Point localization data:
* * * * * * * * *

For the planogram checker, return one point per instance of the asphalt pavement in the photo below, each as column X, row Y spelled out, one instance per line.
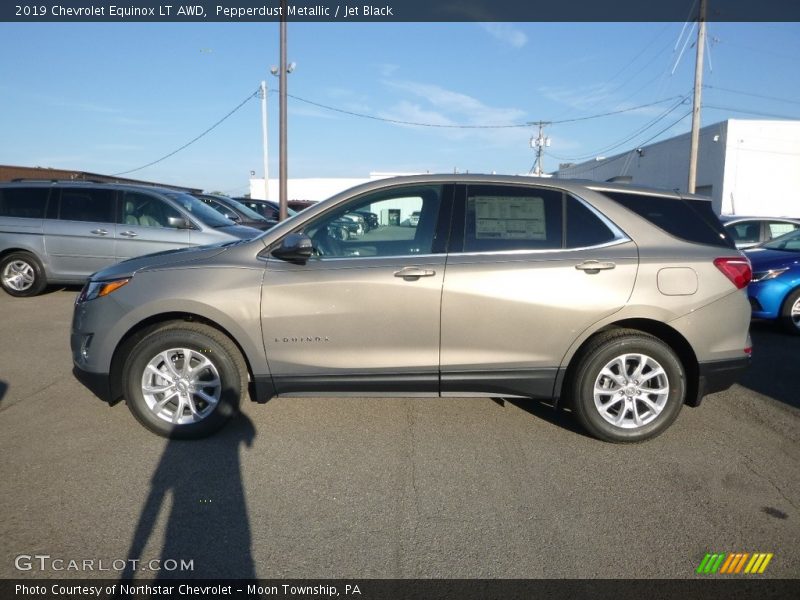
column 385, row 488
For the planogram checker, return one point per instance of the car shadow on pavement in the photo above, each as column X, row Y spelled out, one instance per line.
column 555, row 415
column 776, row 364
column 199, row 484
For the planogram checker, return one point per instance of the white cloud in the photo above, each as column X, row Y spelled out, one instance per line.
column 434, row 105
column 506, row 33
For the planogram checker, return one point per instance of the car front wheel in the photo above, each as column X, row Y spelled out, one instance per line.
column 21, row 274
column 628, row 386
column 790, row 313
column 184, row 380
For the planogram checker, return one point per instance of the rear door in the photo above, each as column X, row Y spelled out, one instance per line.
column 80, row 238
column 529, row 270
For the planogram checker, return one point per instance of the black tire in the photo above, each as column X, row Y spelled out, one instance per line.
column 626, row 400
column 22, row 275
column 177, row 407
column 791, row 324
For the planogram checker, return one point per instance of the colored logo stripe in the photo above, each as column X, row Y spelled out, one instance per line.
column 733, row 563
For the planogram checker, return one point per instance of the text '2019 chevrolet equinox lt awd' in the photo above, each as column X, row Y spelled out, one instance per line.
column 625, row 303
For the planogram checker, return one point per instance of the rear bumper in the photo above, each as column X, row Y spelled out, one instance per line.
column 719, row 375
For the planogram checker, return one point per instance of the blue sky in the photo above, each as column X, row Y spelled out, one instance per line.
column 108, row 98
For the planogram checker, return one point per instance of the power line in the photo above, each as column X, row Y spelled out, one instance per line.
column 461, row 126
column 628, row 137
column 189, row 143
column 750, row 112
column 648, row 140
column 713, row 87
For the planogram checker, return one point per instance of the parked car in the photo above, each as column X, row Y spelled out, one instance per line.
column 236, row 211
column 751, row 231
column 370, row 219
column 266, row 208
column 623, row 303
column 774, row 291
column 60, row 232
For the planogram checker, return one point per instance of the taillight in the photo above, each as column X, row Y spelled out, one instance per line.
column 735, row 268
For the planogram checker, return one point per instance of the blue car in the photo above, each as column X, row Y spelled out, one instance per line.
column 775, row 288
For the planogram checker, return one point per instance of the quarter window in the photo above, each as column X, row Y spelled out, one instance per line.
column 778, row 228
column 146, row 211
column 584, row 227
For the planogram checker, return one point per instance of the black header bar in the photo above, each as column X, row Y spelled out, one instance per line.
column 397, row 11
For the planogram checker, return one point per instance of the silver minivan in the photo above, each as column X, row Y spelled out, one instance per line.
column 58, row 232
column 623, row 303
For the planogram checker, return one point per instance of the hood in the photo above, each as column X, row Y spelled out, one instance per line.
column 764, row 259
column 240, row 231
column 167, row 258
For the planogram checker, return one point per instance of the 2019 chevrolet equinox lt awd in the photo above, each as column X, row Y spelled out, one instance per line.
column 623, row 302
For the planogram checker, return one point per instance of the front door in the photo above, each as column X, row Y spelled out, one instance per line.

* * * * * * * * *

To do:
Word for word, give back each entry from above, but skip any picture.

Task result:
For the planogram checker, return one point per instance of the asphalt pavement in the photo below, each as column X, row Y spelled out, one instance per line.
column 385, row 488
For the planogram checker, return one point per instance of the car shadow on pavement in the photo above, each as column X, row Y spelled out, one instance per line.
column 555, row 415
column 776, row 364
column 199, row 484
For the planogram checker, return one point per instance of the white cloud in the photo above, each as column X, row Y spelled out, one instance per line.
column 434, row 105
column 506, row 33
For the planogram checker, return one point per instance of the car front wheel in the photo above, each as column X, row Y spelled out, one instance per line.
column 21, row 274
column 628, row 386
column 790, row 313
column 184, row 380
For the planogram checker, return one point per instance of the rear door in the photo above, each as column X, row Y spelled out, one instance per line.
column 80, row 238
column 529, row 270
For the planogram checker, return one point per instance of the black tire in the photo above, each as column X, row Y spelled out, one instance per line.
column 626, row 400
column 22, row 275
column 177, row 407
column 791, row 324
For the planogram checker, return one point per instance of the colored logo stripe in the photo above, each as column X, row Y spelled out, one instance per line.
column 733, row 563
For the planogram checker, return one point per instance of the text '2019 chevrolet equinox lt awd' in the photo above, each as column X, row Y spelled out, one instance per line.
column 625, row 303
For the planogram checker, return one point per instance of the rear bumper in the photo above, each as column X, row Y spelled out, one instance per line.
column 719, row 375
For the planogram checker, return one point per instance of the blue sky in the photo above, each as column X, row Y spelled out, one instance per line.
column 108, row 98
For the planogram checker, return one point per instance of the power line in the photo above, each as column X, row Y spelled out, one instance per line.
column 461, row 126
column 628, row 137
column 189, row 143
column 750, row 112
column 648, row 140
column 713, row 87
For the planogram checker, return one point per instance of the parked car in the photo above, each as column X, row Y spelled out, one instance per line.
column 236, row 211
column 751, row 231
column 370, row 219
column 266, row 208
column 623, row 303
column 774, row 291
column 60, row 232
For the planogram checker, return one point per instance of the taillight in the photo above, each as column X, row Y spelled out, one instance per line.
column 735, row 268
For the planogram checker, return one point per instance of the blue car in the photo above, each as column X, row Y spelled out, one instance per line.
column 775, row 288
For the planogram checker, return one point per instance of the quarter window in the photo above, each as column X, row Y spelled out, one instance per line.
column 778, row 228
column 146, row 211
column 584, row 227
For the planogram checker, return one point per instance of the black header bar in the photo above, each as column X, row Y spelled out, one instance per line.
column 397, row 11
For the planogram checker, return one point per instance of the silver minivan in the photo above, each as column X, row Y spelled out, one instance per line.
column 58, row 232
column 623, row 303
For the planogram checker, return one point per instance of the hood in the photo above, each as column X, row Y spelled out, one instance per line.
column 764, row 259
column 240, row 231
column 167, row 258
For the planogram checker, return one point per instance of the 2019 chevrolet equinox lt awd in the photo above, each as column X, row Y spelled out, one instance per line.
column 623, row 302
For the planogram checker, return one point per instance of the front door in the photo above, each as column X, row Y spelled out, one instance per line.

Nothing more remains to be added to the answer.